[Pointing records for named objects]
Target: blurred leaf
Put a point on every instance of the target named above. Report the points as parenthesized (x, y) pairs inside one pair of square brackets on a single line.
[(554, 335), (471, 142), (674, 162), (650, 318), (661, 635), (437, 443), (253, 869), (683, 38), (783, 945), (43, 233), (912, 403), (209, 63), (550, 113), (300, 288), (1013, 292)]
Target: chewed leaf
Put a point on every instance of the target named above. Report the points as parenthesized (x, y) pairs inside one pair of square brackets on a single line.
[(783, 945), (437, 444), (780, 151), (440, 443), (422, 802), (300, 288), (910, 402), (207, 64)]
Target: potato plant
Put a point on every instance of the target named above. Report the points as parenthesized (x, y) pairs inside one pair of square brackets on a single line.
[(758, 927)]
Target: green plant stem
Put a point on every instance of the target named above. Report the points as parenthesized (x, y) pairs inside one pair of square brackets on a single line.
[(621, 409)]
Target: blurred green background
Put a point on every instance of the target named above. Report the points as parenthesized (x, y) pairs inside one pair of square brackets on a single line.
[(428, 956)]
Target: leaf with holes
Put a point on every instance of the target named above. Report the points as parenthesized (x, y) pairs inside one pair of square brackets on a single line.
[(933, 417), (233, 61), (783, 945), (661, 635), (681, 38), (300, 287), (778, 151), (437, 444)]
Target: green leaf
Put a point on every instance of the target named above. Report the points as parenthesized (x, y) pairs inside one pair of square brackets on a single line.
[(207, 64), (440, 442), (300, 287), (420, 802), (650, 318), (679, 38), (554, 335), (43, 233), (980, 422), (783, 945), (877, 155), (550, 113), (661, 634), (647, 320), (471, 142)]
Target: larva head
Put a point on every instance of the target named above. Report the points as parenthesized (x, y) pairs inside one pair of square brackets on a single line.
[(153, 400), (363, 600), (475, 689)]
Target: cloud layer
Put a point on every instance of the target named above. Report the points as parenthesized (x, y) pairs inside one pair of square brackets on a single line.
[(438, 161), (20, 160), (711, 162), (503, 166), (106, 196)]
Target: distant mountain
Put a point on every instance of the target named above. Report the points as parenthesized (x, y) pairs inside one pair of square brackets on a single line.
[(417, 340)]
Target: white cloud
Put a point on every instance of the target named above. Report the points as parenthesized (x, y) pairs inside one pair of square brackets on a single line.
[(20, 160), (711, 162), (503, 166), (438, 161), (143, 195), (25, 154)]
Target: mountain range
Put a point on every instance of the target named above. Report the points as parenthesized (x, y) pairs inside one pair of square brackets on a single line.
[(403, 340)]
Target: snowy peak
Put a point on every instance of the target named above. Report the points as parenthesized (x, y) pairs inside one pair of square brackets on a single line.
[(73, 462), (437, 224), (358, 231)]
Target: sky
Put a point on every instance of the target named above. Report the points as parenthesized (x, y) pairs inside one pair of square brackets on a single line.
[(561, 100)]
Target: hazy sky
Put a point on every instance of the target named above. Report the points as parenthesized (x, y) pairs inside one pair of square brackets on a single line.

### The task
Please return the lines word for word, starting at the one that contains "Target: green leaf" and ending at the one that contains "[(73, 462), (437, 224), (358, 231)]".

### Solution to the problem
Target: green leaf
Put a point on every instance of the target named above. Report the points as parenthesized (x, y) pairs inside one pair of square brackets on a single line.
[(207, 64), (440, 442), (300, 287), (420, 802), (650, 318), (679, 38), (554, 335), (43, 233), (980, 422), (783, 945), (877, 155), (550, 113), (661, 634), (647, 320), (471, 142)]
Target: larva head
Put a point on every instance of the target named above. Report the points as parenthesized (x, y) pairs inside one pair of square brackets on a single line.
[(153, 400), (363, 600), (475, 689)]
Target: cloud layer
Put a point on every instance of the target named above. Report the points as parenthesized (x, y) pairs inside one pair of square brackets on a single line.
[(438, 161), (20, 160), (711, 162), (503, 166), (106, 196)]
Target: distant mountain
Put a point on every instance of the target named above. Report the points as parenthesized (x, y) pairs inside one pair of square brackets on a single line.
[(417, 340)]
Target: white cloud
Put a point on every instance of the target named above. Report the points as parenthesized (x, y) pairs inside one pair of square brackets on a single line.
[(20, 160), (711, 162), (503, 166), (438, 161), (143, 195), (25, 154)]
Target: mountain range
Put a point on every instance of the target named above. Report the points as parenthesized (x, y) pairs inside one pair of square brackets on a single line.
[(403, 340)]
Target: snowy peak
Put a point on every instance of the target named above. Report the points as parenthesized (x, y) pairs inside one pair of square brackets on a single line.
[(73, 462), (437, 224), (358, 231)]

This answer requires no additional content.